◆ Task objective
Find every line in the listing below that contains the word "wooden" and copy each of those lines in full.

◆ Data records
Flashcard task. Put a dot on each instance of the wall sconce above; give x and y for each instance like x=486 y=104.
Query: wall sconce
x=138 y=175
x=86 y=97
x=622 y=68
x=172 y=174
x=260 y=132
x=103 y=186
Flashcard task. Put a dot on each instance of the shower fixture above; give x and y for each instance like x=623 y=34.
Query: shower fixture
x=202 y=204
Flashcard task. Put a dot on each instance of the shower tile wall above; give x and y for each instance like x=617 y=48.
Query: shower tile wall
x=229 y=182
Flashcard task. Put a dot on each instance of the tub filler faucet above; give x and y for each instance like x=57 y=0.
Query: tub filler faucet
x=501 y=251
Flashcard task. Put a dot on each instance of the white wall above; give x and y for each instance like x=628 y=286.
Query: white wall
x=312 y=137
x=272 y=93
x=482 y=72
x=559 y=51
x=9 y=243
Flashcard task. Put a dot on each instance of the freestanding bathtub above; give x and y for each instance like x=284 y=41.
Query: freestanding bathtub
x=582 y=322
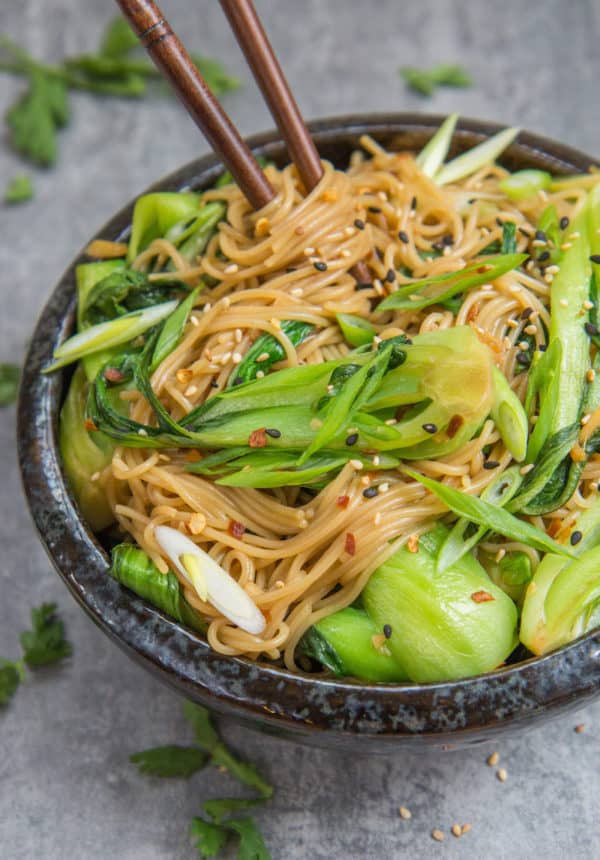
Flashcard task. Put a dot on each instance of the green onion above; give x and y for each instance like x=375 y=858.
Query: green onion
x=477 y=157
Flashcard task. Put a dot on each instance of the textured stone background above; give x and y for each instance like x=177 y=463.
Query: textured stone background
x=66 y=788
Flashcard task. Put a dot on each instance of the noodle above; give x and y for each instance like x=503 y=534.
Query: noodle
x=292 y=557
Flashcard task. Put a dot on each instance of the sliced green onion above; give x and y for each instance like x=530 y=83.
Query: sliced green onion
x=111 y=333
x=525 y=183
x=472 y=160
x=432 y=156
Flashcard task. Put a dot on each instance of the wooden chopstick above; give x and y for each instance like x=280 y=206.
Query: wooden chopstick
x=267 y=72
x=253 y=40
x=174 y=62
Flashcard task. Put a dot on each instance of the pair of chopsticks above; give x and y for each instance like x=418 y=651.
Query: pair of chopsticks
x=171 y=58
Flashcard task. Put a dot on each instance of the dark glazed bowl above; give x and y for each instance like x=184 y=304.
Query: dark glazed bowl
x=317 y=711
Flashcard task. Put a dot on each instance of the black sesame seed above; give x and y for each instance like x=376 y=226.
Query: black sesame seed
x=491 y=464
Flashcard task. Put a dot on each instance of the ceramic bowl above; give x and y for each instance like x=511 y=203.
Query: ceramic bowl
x=321 y=711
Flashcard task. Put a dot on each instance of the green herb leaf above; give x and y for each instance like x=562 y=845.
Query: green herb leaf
x=219 y=809
x=118 y=38
x=9 y=383
x=493 y=518
x=252 y=846
x=208 y=739
x=424 y=81
x=210 y=838
x=170 y=761
x=46 y=642
x=35 y=117
x=19 y=189
x=10 y=678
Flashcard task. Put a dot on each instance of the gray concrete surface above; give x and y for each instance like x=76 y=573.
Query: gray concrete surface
x=66 y=788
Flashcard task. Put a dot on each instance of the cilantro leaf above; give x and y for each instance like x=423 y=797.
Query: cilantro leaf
x=210 y=837
x=9 y=383
x=252 y=846
x=170 y=761
x=118 y=38
x=46 y=643
x=218 y=809
x=35 y=117
x=19 y=189
x=10 y=678
x=208 y=739
x=424 y=81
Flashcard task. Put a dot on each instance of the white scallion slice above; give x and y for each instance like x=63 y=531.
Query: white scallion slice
x=108 y=334
x=472 y=160
x=210 y=579
x=432 y=156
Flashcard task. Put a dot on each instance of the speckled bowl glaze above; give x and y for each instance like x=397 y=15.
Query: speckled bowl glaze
x=319 y=711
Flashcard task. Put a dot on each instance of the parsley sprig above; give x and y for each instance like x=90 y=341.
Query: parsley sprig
x=118 y=68
x=44 y=644
x=425 y=81
x=220 y=822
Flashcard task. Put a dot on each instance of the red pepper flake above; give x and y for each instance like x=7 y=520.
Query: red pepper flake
x=482 y=597
x=258 y=438
x=454 y=425
x=111 y=374
x=236 y=529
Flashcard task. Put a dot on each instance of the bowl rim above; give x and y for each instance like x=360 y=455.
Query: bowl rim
x=259 y=693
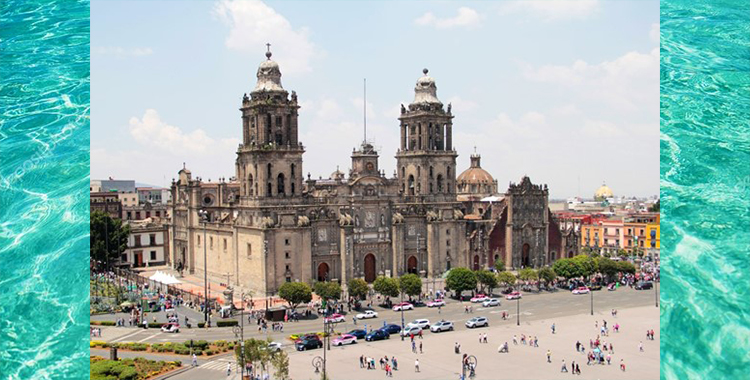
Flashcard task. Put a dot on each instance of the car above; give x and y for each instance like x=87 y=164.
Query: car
x=513 y=296
x=411 y=330
x=335 y=318
x=360 y=334
x=477 y=322
x=403 y=306
x=436 y=303
x=491 y=302
x=308 y=342
x=345 y=339
x=170 y=327
x=423 y=323
x=367 y=314
x=392 y=329
x=442 y=326
x=379 y=334
x=479 y=298
x=581 y=290
x=643 y=285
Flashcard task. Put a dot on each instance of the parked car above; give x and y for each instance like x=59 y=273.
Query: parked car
x=477 y=322
x=377 y=335
x=442 y=326
x=392 y=329
x=171 y=327
x=309 y=342
x=491 y=302
x=423 y=323
x=513 y=295
x=345 y=339
x=367 y=314
x=411 y=330
x=436 y=303
x=581 y=290
x=403 y=306
x=360 y=334
x=335 y=318
x=643 y=285
x=479 y=298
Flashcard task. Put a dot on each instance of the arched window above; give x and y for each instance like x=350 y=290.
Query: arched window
x=280 y=184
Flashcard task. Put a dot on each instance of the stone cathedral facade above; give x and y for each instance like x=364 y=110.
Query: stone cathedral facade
x=270 y=224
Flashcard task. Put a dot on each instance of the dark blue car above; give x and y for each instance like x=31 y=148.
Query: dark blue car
x=377 y=335
x=360 y=334
x=392 y=329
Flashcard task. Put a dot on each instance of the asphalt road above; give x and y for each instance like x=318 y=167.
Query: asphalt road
x=532 y=307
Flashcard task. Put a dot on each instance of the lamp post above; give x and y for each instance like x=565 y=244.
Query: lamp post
x=203 y=214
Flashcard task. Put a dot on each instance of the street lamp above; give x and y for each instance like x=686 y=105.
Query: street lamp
x=203 y=214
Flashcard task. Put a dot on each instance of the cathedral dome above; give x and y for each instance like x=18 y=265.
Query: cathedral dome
x=269 y=75
x=603 y=192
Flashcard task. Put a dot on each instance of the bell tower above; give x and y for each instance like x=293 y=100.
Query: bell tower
x=426 y=161
x=269 y=160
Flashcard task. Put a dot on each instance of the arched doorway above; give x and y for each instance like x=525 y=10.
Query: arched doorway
x=370 y=267
x=525 y=259
x=411 y=265
x=322 y=272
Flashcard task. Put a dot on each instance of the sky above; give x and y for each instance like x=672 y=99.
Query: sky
x=566 y=92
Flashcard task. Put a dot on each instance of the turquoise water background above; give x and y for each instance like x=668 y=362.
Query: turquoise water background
x=705 y=187
x=44 y=175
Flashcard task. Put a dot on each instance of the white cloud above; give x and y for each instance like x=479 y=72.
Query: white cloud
x=123 y=52
x=152 y=132
x=253 y=24
x=466 y=17
x=550 y=10
x=654 y=32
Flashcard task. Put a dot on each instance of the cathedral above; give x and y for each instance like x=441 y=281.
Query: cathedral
x=269 y=224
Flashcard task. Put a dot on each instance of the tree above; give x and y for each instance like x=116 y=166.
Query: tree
x=386 y=286
x=328 y=290
x=107 y=233
x=460 y=279
x=358 y=288
x=487 y=279
x=547 y=275
x=295 y=293
x=567 y=268
x=506 y=278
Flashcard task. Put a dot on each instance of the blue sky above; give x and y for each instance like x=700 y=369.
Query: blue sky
x=566 y=92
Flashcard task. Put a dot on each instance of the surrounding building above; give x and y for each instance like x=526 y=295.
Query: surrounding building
x=271 y=225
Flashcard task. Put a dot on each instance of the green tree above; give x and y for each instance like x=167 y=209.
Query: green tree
x=506 y=278
x=410 y=284
x=547 y=275
x=107 y=233
x=460 y=279
x=295 y=293
x=328 y=290
x=486 y=279
x=358 y=288
x=386 y=286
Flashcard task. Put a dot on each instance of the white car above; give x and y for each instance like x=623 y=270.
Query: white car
x=442 y=326
x=477 y=322
x=367 y=314
x=422 y=323
x=491 y=302
x=411 y=330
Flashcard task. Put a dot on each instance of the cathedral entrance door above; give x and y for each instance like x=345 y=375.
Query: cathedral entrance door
x=370 y=268
x=322 y=272
x=411 y=265
x=525 y=260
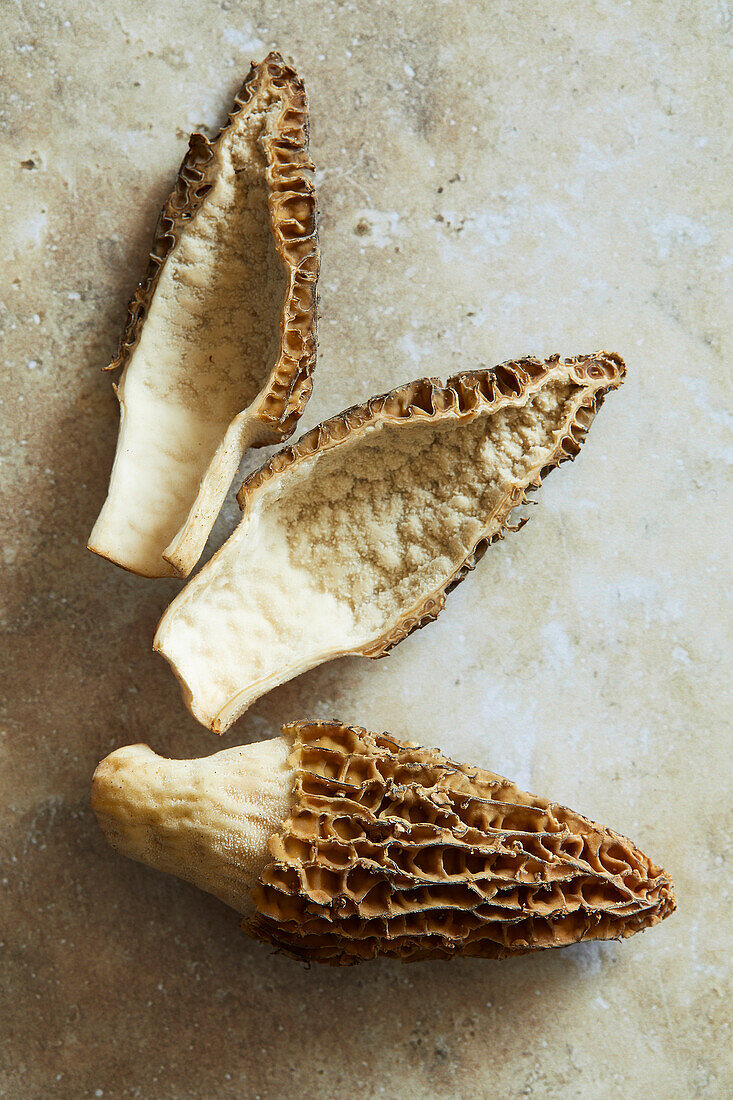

◆ Result for this task
Flashcard task. Put a dot on each instance of the wooden chopstick above; give x and y for each instance like x=280 y=206.
Query: wooden chopstick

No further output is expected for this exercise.